Problem requirements:
Could you write out each of the records below exactly?

....

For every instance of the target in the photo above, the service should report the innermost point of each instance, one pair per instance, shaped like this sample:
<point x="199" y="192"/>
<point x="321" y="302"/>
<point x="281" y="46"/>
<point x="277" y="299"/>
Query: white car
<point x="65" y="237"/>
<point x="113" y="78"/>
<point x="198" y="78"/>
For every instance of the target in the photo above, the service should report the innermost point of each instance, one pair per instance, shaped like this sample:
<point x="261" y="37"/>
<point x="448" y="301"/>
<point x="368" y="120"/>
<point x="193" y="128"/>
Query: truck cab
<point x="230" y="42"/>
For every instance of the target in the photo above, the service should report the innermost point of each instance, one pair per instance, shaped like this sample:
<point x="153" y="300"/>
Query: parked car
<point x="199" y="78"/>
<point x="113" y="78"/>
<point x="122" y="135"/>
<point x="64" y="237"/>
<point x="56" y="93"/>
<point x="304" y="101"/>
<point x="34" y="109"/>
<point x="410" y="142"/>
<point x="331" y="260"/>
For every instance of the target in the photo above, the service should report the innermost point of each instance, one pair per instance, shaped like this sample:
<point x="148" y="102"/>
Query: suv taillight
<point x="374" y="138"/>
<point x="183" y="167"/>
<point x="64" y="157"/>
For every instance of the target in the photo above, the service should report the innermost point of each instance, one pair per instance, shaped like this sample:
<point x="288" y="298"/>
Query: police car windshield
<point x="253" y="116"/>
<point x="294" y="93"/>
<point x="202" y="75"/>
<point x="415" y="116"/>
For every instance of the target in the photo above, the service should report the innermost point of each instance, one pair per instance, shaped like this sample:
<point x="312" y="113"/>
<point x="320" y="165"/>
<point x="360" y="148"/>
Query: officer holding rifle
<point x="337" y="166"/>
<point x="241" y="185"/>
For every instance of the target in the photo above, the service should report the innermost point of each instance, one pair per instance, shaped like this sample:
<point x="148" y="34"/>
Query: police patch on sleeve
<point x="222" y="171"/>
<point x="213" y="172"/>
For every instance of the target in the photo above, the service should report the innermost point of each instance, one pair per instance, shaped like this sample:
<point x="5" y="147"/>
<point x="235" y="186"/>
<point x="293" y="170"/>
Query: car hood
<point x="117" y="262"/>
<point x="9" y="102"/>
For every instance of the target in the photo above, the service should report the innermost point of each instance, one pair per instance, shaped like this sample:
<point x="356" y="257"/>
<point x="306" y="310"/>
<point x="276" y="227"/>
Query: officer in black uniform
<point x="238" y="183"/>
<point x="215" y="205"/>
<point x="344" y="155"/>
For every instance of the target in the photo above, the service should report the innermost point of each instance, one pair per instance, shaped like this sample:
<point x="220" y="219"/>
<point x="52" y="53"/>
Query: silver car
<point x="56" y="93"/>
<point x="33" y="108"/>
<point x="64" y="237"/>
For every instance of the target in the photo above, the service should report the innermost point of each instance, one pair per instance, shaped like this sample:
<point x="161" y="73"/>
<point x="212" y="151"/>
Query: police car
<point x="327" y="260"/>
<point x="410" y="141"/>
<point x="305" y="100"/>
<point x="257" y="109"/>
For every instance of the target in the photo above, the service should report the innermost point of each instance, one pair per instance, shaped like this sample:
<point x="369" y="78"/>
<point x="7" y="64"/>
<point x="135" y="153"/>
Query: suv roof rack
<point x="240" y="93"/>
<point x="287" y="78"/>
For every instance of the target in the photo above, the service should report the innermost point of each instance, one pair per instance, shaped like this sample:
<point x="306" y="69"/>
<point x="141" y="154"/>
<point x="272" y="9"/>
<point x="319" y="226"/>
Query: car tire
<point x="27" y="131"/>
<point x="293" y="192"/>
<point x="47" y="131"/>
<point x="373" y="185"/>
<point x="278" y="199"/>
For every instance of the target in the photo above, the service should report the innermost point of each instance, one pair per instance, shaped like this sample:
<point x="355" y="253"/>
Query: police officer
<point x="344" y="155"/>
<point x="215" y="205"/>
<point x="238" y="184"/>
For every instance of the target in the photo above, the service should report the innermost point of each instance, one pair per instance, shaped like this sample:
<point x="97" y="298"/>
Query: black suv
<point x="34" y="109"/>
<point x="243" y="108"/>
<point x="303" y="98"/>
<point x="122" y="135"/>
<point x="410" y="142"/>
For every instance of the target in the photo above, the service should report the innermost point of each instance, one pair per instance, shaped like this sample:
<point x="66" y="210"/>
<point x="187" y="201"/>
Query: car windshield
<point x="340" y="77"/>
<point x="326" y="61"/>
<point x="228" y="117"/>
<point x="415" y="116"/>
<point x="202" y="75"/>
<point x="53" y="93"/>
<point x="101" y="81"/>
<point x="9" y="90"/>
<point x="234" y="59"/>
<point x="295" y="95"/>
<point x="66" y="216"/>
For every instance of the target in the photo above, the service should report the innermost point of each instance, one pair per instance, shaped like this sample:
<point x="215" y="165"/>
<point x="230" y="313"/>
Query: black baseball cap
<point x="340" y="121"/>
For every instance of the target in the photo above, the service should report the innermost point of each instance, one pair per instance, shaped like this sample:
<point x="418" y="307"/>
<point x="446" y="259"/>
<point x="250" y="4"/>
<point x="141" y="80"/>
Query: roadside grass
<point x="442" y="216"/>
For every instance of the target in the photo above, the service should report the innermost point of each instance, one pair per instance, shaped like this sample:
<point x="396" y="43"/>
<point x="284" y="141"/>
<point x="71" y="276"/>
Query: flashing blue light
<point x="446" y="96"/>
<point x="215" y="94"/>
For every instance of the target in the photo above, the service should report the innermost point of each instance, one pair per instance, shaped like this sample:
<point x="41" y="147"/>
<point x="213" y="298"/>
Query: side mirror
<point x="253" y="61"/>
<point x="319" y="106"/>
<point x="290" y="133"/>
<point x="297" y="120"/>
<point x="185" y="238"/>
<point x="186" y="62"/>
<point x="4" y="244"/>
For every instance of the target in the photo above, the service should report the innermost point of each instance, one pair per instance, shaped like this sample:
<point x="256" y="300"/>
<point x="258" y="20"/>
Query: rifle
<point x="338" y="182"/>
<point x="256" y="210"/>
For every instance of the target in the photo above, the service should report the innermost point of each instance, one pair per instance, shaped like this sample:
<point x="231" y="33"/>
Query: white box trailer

....

Answer to this problem:
For every instance of the target in the photo above, the service should report the innermost point of each instance, one pair per instance, shaped like this sample:
<point x="199" y="192"/>
<point x="321" y="302"/>
<point x="281" y="46"/>
<point x="277" y="299"/>
Query: white car
<point x="65" y="237"/>
<point x="113" y="78"/>
<point x="198" y="78"/>
For every instance of the target in the photo above, the service should report the innermost point of each instance, one pair per instance, shaped like this sample:
<point x="261" y="37"/>
<point x="448" y="301"/>
<point x="368" y="120"/>
<point x="193" y="128"/>
Query: truck cab
<point x="230" y="42"/>
For every instance of the target in the photo above, the service should report the innermost point of each instance, one pair per instance, shaped like this sample:
<point x="153" y="300"/>
Query: parked car
<point x="199" y="78"/>
<point x="113" y="78"/>
<point x="122" y="135"/>
<point x="64" y="237"/>
<point x="56" y="93"/>
<point x="304" y="101"/>
<point x="34" y="109"/>
<point x="410" y="142"/>
<point x="331" y="260"/>
For every instance of the target in the photo above, the service should report the innermost point of each instance, one pair per instance, shaped like this sample:
<point x="148" y="102"/>
Query: suv taillight
<point x="374" y="138"/>
<point x="183" y="167"/>
<point x="64" y="157"/>
For every instance of the target in the photo above, the service should report the innermost point of each instance, one pair per instance, shaped like this sample:
<point x="288" y="298"/>
Query: police car windshield
<point x="253" y="116"/>
<point x="294" y="93"/>
<point x="202" y="75"/>
<point x="415" y="116"/>
For every instance of the target in the photo above, the service should report the innermost point of each instance, one pair per instance, shaped like this sample:
<point x="312" y="113"/>
<point x="320" y="165"/>
<point x="360" y="148"/>
Query: officer holding rifle
<point x="337" y="166"/>
<point x="241" y="185"/>
For every instance of the target in the photo above, the service should report the innermost point of each instance, one pair per instance, shaped like this sample:
<point x="148" y="34"/>
Query: police patch on sleeve
<point x="222" y="171"/>
<point x="213" y="172"/>
For every instance of the target in the photo above, the service should report the innermost point of each instance, one pair per instance, shaped like this sample:
<point x="5" y="147"/>
<point x="235" y="186"/>
<point x="293" y="170"/>
Query: car hood
<point x="117" y="262"/>
<point x="9" y="102"/>
For every instance of the target in the photo above, the service should report the innermost point of each instance, one pair per instance, shaped like this sample:
<point x="356" y="257"/>
<point x="306" y="310"/>
<point x="276" y="227"/>
Query: officer in black uniform
<point x="238" y="183"/>
<point x="215" y="205"/>
<point x="344" y="155"/>
For every instance of the target in the photo above, the service should report the innermost point of each instance, one pair per instance, shaped like this sample:
<point x="220" y="219"/>
<point x="52" y="53"/>
Query: silver car
<point x="56" y="93"/>
<point x="33" y="108"/>
<point x="64" y="237"/>
For every instance of the target in the photo above, the service should report the innermost point of each instance, one pair per instance, shaped like this sample:
<point x="161" y="73"/>
<point x="212" y="151"/>
Query: police car
<point x="327" y="260"/>
<point x="410" y="141"/>
<point x="305" y="100"/>
<point x="257" y="109"/>
For every instance of the target in the photo above, the service should report the innermost point of each instance, one pair per instance, shaped like this sample:
<point x="369" y="78"/>
<point x="7" y="64"/>
<point x="135" y="153"/>
Query: suv roof rack
<point x="240" y="93"/>
<point x="287" y="78"/>
For every instance of the target in the photo above, the service should report the innermost point of each instance, one pair per instance, shaped like this sample:
<point x="306" y="69"/>
<point x="141" y="154"/>
<point x="272" y="9"/>
<point x="319" y="226"/>
Query: car tire
<point x="27" y="131"/>
<point x="293" y="192"/>
<point x="47" y="131"/>
<point x="373" y="185"/>
<point x="278" y="199"/>
For every instance of the target in the photo above, the service should report the innermost point of each instance, one pair per instance, shaped like this sample:
<point x="355" y="253"/>
Query: police officer
<point x="344" y="155"/>
<point x="215" y="205"/>
<point x="238" y="184"/>
For every instance of the target in the photo above, the service should report the innermost point of each instance, one pair per instance, shaped like this sample:
<point x="97" y="298"/>
Query: black suv
<point x="34" y="109"/>
<point x="243" y="108"/>
<point x="303" y="98"/>
<point x="122" y="135"/>
<point x="410" y="142"/>
For every instance of the target in the photo above, the service should report the innermost point of each instance, one pair per instance, shaped like this sample:
<point x="66" y="210"/>
<point x="187" y="201"/>
Query: car windshield
<point x="340" y="77"/>
<point x="326" y="61"/>
<point x="228" y="117"/>
<point x="415" y="116"/>
<point x="202" y="75"/>
<point x="53" y="93"/>
<point x="101" y="81"/>
<point x="9" y="90"/>
<point x="234" y="59"/>
<point x="295" y="95"/>
<point x="66" y="216"/>
For every instance of the target in the photo above, the service should report the innermost point of each instance, one pair per instance, shaped like this sample:
<point x="215" y="165"/>
<point x="230" y="313"/>
Query: black baseball cap
<point x="340" y="121"/>
For every instance of the target in the photo above, the service should report the innermost point of each instance, one pair per instance, shaped like this sample:
<point x="418" y="307"/>
<point x="446" y="259"/>
<point x="250" y="4"/>
<point x="141" y="80"/>
Query: roadside grass
<point x="442" y="216"/>
For every instance of the target in the photo above, the service should report the innermost point of each instance, one pair per instance, shaped like this sample:
<point x="396" y="43"/>
<point x="284" y="141"/>
<point x="71" y="276"/>
Query: flashing blue light
<point x="446" y="96"/>
<point x="215" y="94"/>
For every instance of the target in the photo above, the service should report the innermost point of each instance, one pair per instance, shaped like this sample:
<point x="41" y="147"/>
<point x="213" y="298"/>
Query: side mirror
<point x="253" y="61"/>
<point x="319" y="106"/>
<point x="290" y="133"/>
<point x="297" y="120"/>
<point x="185" y="238"/>
<point x="186" y="62"/>
<point x="4" y="244"/>
For every instance of the target in the photo above, the service should report the innermost point of each instance, one pair per instance, shaped like this sample:
<point x="256" y="300"/>
<point x="258" y="20"/>
Query: rifle
<point x="338" y="182"/>
<point x="256" y="210"/>
For every instance of the target in the photo above, the service should report the innermost point of each instance, one pair per instance, shaped like this sample:
<point x="231" y="33"/>
Query: white box trailer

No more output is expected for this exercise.